[Work to complete]
Copy all records verbatim, images excluded.

Point localization data:
Content starts

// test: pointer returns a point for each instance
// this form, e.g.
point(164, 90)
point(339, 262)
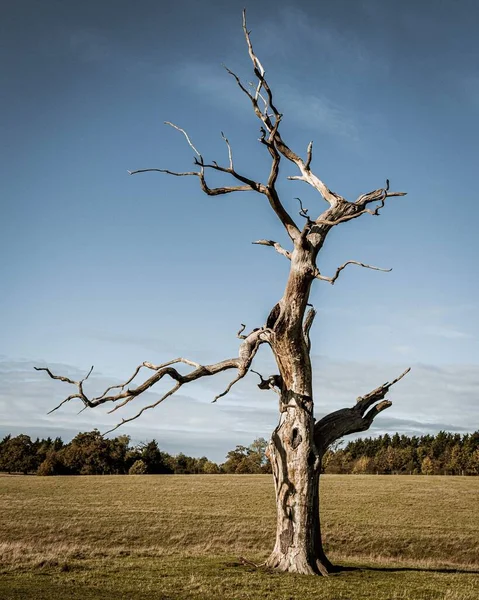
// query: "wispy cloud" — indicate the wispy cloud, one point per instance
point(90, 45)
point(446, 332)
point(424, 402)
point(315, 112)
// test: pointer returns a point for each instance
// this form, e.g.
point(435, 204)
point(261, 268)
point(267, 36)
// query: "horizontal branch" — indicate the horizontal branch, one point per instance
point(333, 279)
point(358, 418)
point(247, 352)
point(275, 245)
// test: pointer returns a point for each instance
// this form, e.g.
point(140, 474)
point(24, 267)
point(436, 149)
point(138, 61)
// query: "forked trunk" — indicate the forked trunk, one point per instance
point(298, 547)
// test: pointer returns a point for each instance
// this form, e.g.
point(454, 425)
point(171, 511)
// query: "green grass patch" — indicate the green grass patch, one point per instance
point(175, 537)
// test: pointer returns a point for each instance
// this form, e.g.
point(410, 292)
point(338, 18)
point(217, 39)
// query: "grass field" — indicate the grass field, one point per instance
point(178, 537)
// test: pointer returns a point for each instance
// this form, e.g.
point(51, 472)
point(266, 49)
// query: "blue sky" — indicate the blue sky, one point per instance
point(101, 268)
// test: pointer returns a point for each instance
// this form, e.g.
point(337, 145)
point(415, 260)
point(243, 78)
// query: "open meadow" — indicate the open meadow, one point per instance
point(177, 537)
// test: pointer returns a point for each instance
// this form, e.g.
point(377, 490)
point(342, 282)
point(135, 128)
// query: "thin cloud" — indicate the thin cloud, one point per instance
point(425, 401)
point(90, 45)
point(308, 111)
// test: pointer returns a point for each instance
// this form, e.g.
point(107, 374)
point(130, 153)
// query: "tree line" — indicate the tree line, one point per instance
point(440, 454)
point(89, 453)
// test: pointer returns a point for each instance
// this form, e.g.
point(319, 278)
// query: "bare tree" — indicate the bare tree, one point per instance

Content ends

[Answer to this problem]
// test: pointer returns a point for each instance
// this form, e.g.
point(164, 90)
point(339, 262)
// query: "wispy cloud" — indicate the wispy cloud, one point per instance
point(90, 45)
point(446, 332)
point(424, 402)
point(315, 112)
// test: pointer returns a point for each instance
// this form, e.g.
point(435, 204)
point(261, 268)
point(267, 36)
// query: "horizontal branch" — indicate the horizontal branch, one point per instance
point(333, 279)
point(358, 418)
point(247, 352)
point(275, 245)
// test: pointer returns a point for each instance
// this form, e.g.
point(140, 474)
point(24, 267)
point(436, 149)
point(138, 61)
// query: "forked trunk" — indicate the forked trunk, one point per instance
point(298, 547)
// test: pointer returns a point for each instance
// this form, e.g.
point(454, 425)
point(171, 511)
// query: "green grass patch" — indicate the green grass patch, one point per instance
point(175, 537)
// test: pointer returns a point for each instance
// this form, e.g.
point(410, 292)
point(338, 18)
point(217, 39)
// query: "grass field" — indicate the grass field, one point per instance
point(178, 537)
// test: pointer returns a point for each instance
// this form, e.g.
point(51, 472)
point(266, 49)
// query: "blue sky" — indicate the blue sky, one point per instance
point(101, 268)
// test: pointer returns a point for each instance
// this form, e.g.
point(337, 145)
point(415, 260)
point(243, 78)
// query: "open meadow" — indicate the open meadow, one point per instance
point(177, 537)
// test: pointer returns a point for each instance
// this form, e.g.
point(377, 490)
point(342, 282)
point(135, 128)
// query: "thin cloud" — indicate the thin cloud, one point per instance
point(425, 401)
point(90, 45)
point(308, 111)
// test: pointer returns a point for each instance
// this form, e.g.
point(107, 374)
point(130, 153)
// query: "tree line" — indicate the tree line, one point per instance
point(440, 454)
point(89, 453)
// test: pointer returns a point for each instance
// this form, e.g.
point(319, 278)
// query: "bare tree" — indicate the bare tree, one point per instance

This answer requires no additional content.